▸ What needs to be done
Pick out every line below that contains the word "lamp" and copy each one in full. Case counts.

▸ Stored rows
______

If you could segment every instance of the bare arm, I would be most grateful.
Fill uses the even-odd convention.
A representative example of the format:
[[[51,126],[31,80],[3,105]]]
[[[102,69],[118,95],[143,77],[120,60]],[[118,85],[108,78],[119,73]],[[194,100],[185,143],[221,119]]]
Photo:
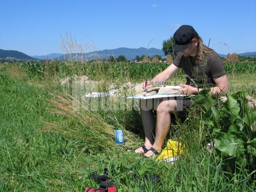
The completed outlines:
[[[164,70],[162,71],[154,77],[151,82],[166,81],[173,76],[180,69],[180,68],[176,67],[172,63]],[[152,86],[152,85],[150,83],[148,83],[148,85],[145,89],[145,82],[144,82],[142,85],[142,88],[146,90],[150,87]]]
[[[228,82],[226,75],[214,78],[213,80],[217,86],[211,88],[212,96],[214,97],[216,97],[218,95],[220,96],[224,96],[225,94],[228,93],[229,90]]]
[[[216,97],[217,95],[223,96],[225,94],[228,92],[228,82],[226,75],[214,78],[213,80],[216,86],[211,88],[211,94],[212,96]],[[180,86],[182,89],[179,90],[179,91],[183,94],[197,94],[199,92],[203,90],[202,88],[198,90],[196,88],[188,85],[180,85]]]

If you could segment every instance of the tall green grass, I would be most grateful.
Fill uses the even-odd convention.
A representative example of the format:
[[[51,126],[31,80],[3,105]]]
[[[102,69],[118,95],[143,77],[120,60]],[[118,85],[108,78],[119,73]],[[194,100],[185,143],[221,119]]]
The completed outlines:
[[[184,154],[174,164],[158,163],[126,151],[126,147],[141,146],[143,138],[136,103],[132,106],[133,108],[125,110],[110,107],[108,110],[100,108],[90,112],[78,107],[79,104],[70,109],[70,104],[65,102],[70,98],[65,97],[64,91],[57,84],[50,87],[43,85],[46,79],[75,73],[96,80],[138,80],[143,78],[137,79],[139,76],[134,76],[133,79],[129,70],[137,69],[131,71],[138,71],[142,75],[148,70],[150,75],[153,71],[147,68],[148,64],[58,62],[45,68],[42,64],[42,70],[36,69],[36,64],[31,67],[29,63],[20,63],[29,76],[23,80],[10,76],[7,72],[10,66],[0,70],[0,191],[83,191],[87,187],[98,187],[90,173],[103,173],[104,168],[108,169],[110,177],[121,192],[254,191],[255,182],[249,176],[242,170],[232,173],[224,171],[221,160],[217,161],[213,150],[207,150],[206,135],[209,130],[202,123],[200,115],[191,115],[184,124],[172,126],[171,129],[170,136],[187,146]],[[59,65],[58,67],[56,64]],[[161,70],[158,64],[150,64]],[[138,66],[144,68],[136,68]],[[38,82],[29,83],[31,78]],[[116,99],[119,102],[115,104],[126,108],[125,102],[118,97]],[[104,103],[114,101],[106,99]],[[92,100],[91,102],[94,103]],[[67,108],[70,110],[67,112]],[[79,113],[73,114],[72,109],[77,109]],[[57,112],[51,113],[52,109]],[[45,122],[56,126],[46,127]],[[101,126],[98,132],[93,129],[96,126]],[[106,128],[110,132],[102,133]],[[124,128],[140,134],[137,139],[125,138],[133,144],[117,147],[111,144],[114,143],[112,128]],[[95,142],[88,139],[90,135]],[[145,180],[154,174],[160,176],[159,183]]]
[[[152,79],[170,65],[164,63],[99,63],[61,60],[22,62],[18,64],[30,77],[41,80],[53,75],[62,78],[76,74],[86,75],[92,80],[100,80],[104,76],[110,79],[128,78],[134,80]],[[224,67],[228,74],[256,73],[256,62],[224,63]],[[182,70],[180,70],[175,77],[184,75]]]

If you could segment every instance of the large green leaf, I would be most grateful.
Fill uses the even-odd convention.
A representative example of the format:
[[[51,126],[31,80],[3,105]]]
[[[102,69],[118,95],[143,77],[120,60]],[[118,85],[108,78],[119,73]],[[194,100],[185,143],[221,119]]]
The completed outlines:
[[[242,131],[239,131],[239,132],[231,131],[230,132],[236,136],[236,138],[242,139],[244,142],[246,142],[248,140],[248,136],[244,132]]]
[[[238,116],[240,108],[237,102],[232,97],[228,97],[226,101],[223,103],[223,112],[227,114],[229,114],[232,123],[235,121]]]
[[[245,158],[245,156],[239,156],[236,160],[236,163],[239,165],[241,167],[244,167],[246,165],[247,161]]]
[[[224,132],[221,131],[222,130],[220,129],[214,128],[213,129],[212,131],[213,131],[214,134],[215,135],[218,135],[220,138],[222,137],[226,134],[226,133]]]
[[[204,106],[207,109],[209,109],[212,106],[214,106],[215,103],[211,97],[201,97],[196,99],[191,105],[191,107],[197,105]]]
[[[247,146],[247,152],[254,156],[256,156],[256,148],[248,145]]]
[[[254,148],[256,148],[256,138],[254,138],[250,142],[248,142],[247,144],[249,145],[250,145]]]
[[[218,149],[230,156],[236,157],[244,154],[244,142],[231,134],[224,134],[220,142],[216,143],[215,146]]]
[[[250,127],[256,121],[256,111],[250,113],[244,118],[244,122]]]
[[[240,128],[239,126],[236,125],[231,125],[229,127],[228,130],[228,133],[230,132],[237,132],[240,130]]]

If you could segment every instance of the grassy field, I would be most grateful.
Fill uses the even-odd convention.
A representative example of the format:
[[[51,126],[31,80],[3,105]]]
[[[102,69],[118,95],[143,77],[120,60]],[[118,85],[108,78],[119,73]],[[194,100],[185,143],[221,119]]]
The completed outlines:
[[[213,149],[208,151],[202,139],[208,130],[202,131],[193,116],[179,125],[176,131],[172,132],[174,126],[171,129],[172,138],[187,146],[184,154],[173,164],[159,163],[126,151],[143,143],[139,112],[136,109],[116,110],[110,107],[106,111],[72,112],[65,95],[70,90],[64,89],[59,80],[74,71],[52,70],[49,65],[33,70],[32,68],[37,67],[24,65],[0,66],[0,191],[82,192],[87,187],[97,188],[99,184],[93,181],[90,173],[103,174],[104,168],[121,192],[255,191],[254,172],[246,168],[234,172],[226,169]],[[114,67],[112,70],[99,66],[93,70],[75,69],[87,74],[84,71],[87,69],[91,73],[88,76],[95,75],[96,79],[108,73],[106,78],[115,82],[139,81],[139,76],[126,75],[125,69],[118,73],[119,68],[124,67],[120,64]],[[231,93],[248,89],[255,97],[253,70],[248,74],[242,72],[228,76]],[[172,80],[183,80],[176,76]],[[116,99],[115,105],[124,104]],[[58,112],[53,113],[52,109]],[[126,130],[123,147],[114,144],[116,128]],[[145,179],[154,174],[160,176],[159,183]]]

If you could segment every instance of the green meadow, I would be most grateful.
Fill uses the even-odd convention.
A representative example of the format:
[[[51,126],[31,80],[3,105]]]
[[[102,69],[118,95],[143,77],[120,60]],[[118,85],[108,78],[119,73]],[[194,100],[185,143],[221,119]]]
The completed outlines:
[[[106,91],[112,83],[121,88],[126,82],[141,83],[168,64],[46,61],[0,65],[0,191],[83,192],[99,187],[91,174],[103,174],[104,168],[120,192],[255,191],[256,132],[249,128],[255,126],[256,110],[243,97],[256,98],[254,62],[224,64],[232,102],[216,108],[220,119],[230,115],[232,128],[238,129],[224,130],[221,121],[206,116],[205,109],[214,113],[212,108],[198,103],[184,123],[170,129],[168,138],[184,144],[184,152],[173,164],[126,151],[141,146],[144,139],[138,103],[123,99],[132,94],[129,88],[114,98],[79,96],[89,90]],[[60,85],[60,79],[74,74],[99,83],[79,90],[72,80],[69,86]],[[185,78],[181,72],[170,80],[178,85]],[[231,96],[239,92],[244,93]],[[230,111],[225,113],[226,107]],[[235,120],[235,115],[241,117]],[[216,133],[217,127],[222,134]],[[125,131],[124,146],[115,144],[116,129]],[[207,148],[209,142],[222,142],[224,135],[239,141],[232,154],[220,147]],[[159,176],[158,182],[150,179],[153,175]]]

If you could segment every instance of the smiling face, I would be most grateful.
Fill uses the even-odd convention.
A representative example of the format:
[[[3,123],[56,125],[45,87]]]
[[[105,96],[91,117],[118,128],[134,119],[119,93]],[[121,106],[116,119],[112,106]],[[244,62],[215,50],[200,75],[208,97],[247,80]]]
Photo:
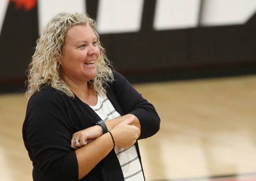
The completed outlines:
[[[77,25],[67,31],[61,51],[60,69],[64,81],[80,83],[97,75],[100,50],[97,37],[89,25]]]

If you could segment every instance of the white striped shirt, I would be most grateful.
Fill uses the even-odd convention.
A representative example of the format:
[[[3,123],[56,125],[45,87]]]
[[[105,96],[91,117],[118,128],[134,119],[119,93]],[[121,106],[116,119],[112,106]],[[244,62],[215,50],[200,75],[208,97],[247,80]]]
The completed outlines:
[[[94,106],[90,106],[101,119],[106,121],[121,117],[106,96],[97,93],[98,101]],[[125,181],[145,181],[141,166],[135,145],[127,148],[115,147]]]

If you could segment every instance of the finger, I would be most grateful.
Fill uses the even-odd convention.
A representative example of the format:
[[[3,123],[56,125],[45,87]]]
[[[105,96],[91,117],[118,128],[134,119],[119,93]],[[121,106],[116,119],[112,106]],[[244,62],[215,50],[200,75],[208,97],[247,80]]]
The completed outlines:
[[[74,146],[76,147],[81,147],[82,146],[80,143],[80,140],[79,138],[75,139],[74,142]]]
[[[127,119],[120,123],[122,124],[131,124],[134,121],[135,116],[134,115],[132,115],[131,117]]]

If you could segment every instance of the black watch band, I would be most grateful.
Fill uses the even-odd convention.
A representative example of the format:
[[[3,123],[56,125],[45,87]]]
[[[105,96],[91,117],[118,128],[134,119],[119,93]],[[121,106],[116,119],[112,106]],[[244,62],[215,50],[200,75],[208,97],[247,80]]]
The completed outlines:
[[[105,122],[103,120],[100,121],[96,123],[96,125],[100,125],[102,128],[102,130],[103,130],[103,134],[105,134],[108,132],[108,128],[107,127],[107,125],[105,124]]]

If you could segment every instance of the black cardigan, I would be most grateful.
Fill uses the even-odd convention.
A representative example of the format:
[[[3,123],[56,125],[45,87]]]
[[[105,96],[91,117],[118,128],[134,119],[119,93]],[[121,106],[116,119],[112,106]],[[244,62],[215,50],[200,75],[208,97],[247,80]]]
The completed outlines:
[[[115,81],[106,87],[107,95],[121,115],[135,115],[140,120],[139,139],[159,129],[160,119],[153,106],[143,98],[123,76],[114,72]],[[23,139],[33,162],[35,181],[78,180],[78,165],[70,141],[75,132],[93,126],[100,118],[76,96],[70,98],[49,86],[30,97],[23,125]],[[138,142],[136,144],[141,161]],[[124,180],[114,149],[81,180]]]

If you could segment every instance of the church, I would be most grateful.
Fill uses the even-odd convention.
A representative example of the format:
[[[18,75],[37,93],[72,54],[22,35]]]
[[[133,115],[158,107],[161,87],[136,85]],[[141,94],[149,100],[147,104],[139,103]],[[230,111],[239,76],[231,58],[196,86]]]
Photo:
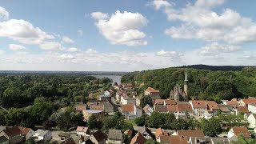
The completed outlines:
[[[170,99],[175,100],[175,102],[188,102],[188,82],[189,80],[187,79],[187,74],[186,69],[183,90],[178,84],[176,84],[174,89],[170,92]]]

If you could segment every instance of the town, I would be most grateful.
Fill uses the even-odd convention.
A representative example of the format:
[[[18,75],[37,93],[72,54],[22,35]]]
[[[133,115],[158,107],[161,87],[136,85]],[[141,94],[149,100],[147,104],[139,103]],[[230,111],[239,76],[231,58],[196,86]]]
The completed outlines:
[[[86,103],[78,101],[73,105],[71,110],[82,114],[83,125],[60,130],[68,122],[62,115],[65,113],[59,112],[60,119],[63,119],[57,126],[59,130],[52,127],[50,121],[34,130],[1,126],[0,144],[255,142],[255,98],[218,103],[196,99],[190,96],[186,69],[184,73],[183,87],[176,84],[166,99],[161,99],[160,91],[153,87],[138,95],[134,84],[115,82],[110,90],[90,94]]]

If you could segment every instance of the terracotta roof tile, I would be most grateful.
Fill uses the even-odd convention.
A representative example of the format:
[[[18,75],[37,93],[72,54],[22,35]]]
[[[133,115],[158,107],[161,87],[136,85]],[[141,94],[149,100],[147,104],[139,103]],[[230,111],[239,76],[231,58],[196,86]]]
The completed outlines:
[[[238,107],[237,110],[238,112],[250,113],[250,111],[246,106],[240,106],[240,107]]]
[[[146,139],[142,136],[142,134],[138,133],[130,141],[130,144],[144,144]]]
[[[246,127],[233,127],[232,129],[235,135],[242,134],[245,138],[250,137],[250,134]]]
[[[155,90],[152,87],[148,87],[147,89],[145,90],[145,91],[149,91],[150,93],[159,93],[158,90]]]
[[[187,136],[188,138],[189,137],[204,137],[205,136],[202,130],[177,130],[177,134],[178,134],[178,135]]]
[[[187,136],[183,135],[170,135],[170,143],[175,144],[187,144]]]
[[[247,99],[241,99],[245,102],[245,104],[249,104],[249,103],[256,103],[256,98],[247,98]]]

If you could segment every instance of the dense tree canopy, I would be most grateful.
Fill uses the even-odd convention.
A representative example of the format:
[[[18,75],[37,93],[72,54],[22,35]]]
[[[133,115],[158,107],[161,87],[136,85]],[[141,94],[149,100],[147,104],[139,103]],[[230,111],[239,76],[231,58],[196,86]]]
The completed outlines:
[[[245,67],[237,71],[211,71],[187,69],[189,95],[198,99],[231,99],[256,97],[256,68]],[[149,86],[158,89],[162,98],[167,98],[176,85],[184,83],[185,68],[167,68],[129,73],[122,77],[122,82],[134,82],[138,93]]]

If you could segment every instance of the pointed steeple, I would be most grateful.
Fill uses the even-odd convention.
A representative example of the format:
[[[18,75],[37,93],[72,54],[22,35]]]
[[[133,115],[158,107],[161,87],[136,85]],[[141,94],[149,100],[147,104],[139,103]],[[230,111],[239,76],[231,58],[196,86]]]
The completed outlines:
[[[188,79],[187,79],[187,74],[186,74],[186,73],[185,73],[185,80],[184,81],[189,81]]]

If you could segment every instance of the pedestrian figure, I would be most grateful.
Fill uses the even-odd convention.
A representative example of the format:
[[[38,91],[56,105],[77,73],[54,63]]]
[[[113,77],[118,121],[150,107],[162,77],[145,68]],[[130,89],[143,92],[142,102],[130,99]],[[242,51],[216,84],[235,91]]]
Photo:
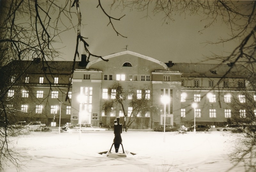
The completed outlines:
[[[123,125],[122,124],[119,123],[120,120],[120,117],[116,117],[116,119],[115,119],[115,121],[114,121],[115,122],[114,124],[115,138],[114,138],[113,141],[116,153],[118,152],[119,147],[120,146],[120,144],[122,143],[121,133],[123,132]]]
[[[108,124],[108,130],[109,130],[109,128],[111,128],[111,126],[110,126],[110,124]]]

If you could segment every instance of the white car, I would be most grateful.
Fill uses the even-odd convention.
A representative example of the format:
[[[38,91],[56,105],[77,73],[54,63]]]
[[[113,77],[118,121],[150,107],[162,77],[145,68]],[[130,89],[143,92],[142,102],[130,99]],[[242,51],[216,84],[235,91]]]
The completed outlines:
[[[80,124],[78,124],[76,125],[72,125],[69,126],[69,128],[76,129],[76,130],[80,130]],[[93,126],[90,124],[81,124],[81,131],[104,131],[106,130],[105,128]]]
[[[220,127],[220,131],[232,131],[239,132],[242,131],[243,127],[241,125],[236,124],[228,124],[223,127]]]
[[[24,128],[28,129],[42,129],[46,126],[45,124],[42,124],[40,122],[31,122],[24,126]]]

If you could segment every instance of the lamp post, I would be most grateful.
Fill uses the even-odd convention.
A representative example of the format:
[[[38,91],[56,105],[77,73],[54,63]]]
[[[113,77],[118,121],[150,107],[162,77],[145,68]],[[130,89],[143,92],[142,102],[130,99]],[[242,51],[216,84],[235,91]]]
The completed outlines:
[[[61,116],[61,104],[62,102],[60,102],[60,123],[59,125],[59,133],[60,133],[60,118]]]
[[[170,102],[170,97],[167,96],[164,96],[161,97],[161,101],[164,104],[164,142],[165,142],[165,109],[166,109],[166,104],[169,103]]]
[[[80,94],[77,96],[77,100],[79,103],[79,112],[78,112],[78,114],[79,114],[78,123],[80,125],[79,131],[78,131],[78,137],[79,140],[81,140],[81,134],[82,133],[82,132],[81,131],[81,121],[82,120],[81,116],[82,116],[83,111],[82,110],[82,108],[81,106],[82,105],[83,101],[84,101],[84,96],[82,94]]]
[[[196,133],[196,108],[197,107],[196,103],[192,104],[192,107],[194,108],[194,133]]]

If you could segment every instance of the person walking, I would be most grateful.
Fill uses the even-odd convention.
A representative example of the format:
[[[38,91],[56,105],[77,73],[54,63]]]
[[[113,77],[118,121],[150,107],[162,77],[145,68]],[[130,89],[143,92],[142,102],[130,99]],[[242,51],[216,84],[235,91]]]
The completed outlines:
[[[116,153],[118,152],[120,144],[122,143],[122,138],[121,137],[121,133],[123,132],[123,125],[122,124],[119,123],[120,120],[120,117],[117,117],[116,119],[115,119],[114,122],[114,142],[115,148],[116,150]]]

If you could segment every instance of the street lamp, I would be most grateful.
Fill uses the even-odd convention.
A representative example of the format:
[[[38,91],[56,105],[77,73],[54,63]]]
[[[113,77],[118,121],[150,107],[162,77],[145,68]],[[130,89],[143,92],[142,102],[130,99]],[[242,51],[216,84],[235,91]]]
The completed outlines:
[[[83,102],[84,101],[84,96],[82,94],[80,94],[78,96],[77,96],[77,100],[78,100],[78,101],[79,103],[79,104],[80,106],[79,107],[79,112],[78,113],[78,114],[79,114],[78,122],[79,123],[79,124],[80,125],[79,129],[79,131],[78,131],[79,138],[79,140],[81,140],[81,134],[82,133],[82,132],[81,131],[81,121],[82,120],[81,116],[82,116],[83,111],[82,110],[82,107],[81,106]]]
[[[59,125],[59,133],[60,133],[60,117],[61,116],[61,104],[62,104],[62,102],[60,102],[60,123]]]
[[[196,108],[197,107],[196,103],[192,104],[192,107],[194,108],[194,133],[196,133]]]
[[[166,104],[170,102],[170,97],[167,96],[163,96],[161,97],[161,101],[164,104],[164,142],[165,141],[165,109],[166,109]]]

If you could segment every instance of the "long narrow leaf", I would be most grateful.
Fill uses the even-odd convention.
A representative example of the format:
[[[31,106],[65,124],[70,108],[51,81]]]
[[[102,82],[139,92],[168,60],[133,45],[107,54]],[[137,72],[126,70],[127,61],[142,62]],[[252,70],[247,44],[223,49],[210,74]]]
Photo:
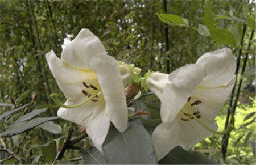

______

▸ Completed task
If you could segment every instance of the lamp post, I would be most grateful.
If you could segment every instance of the street lamp, I would be most grateful.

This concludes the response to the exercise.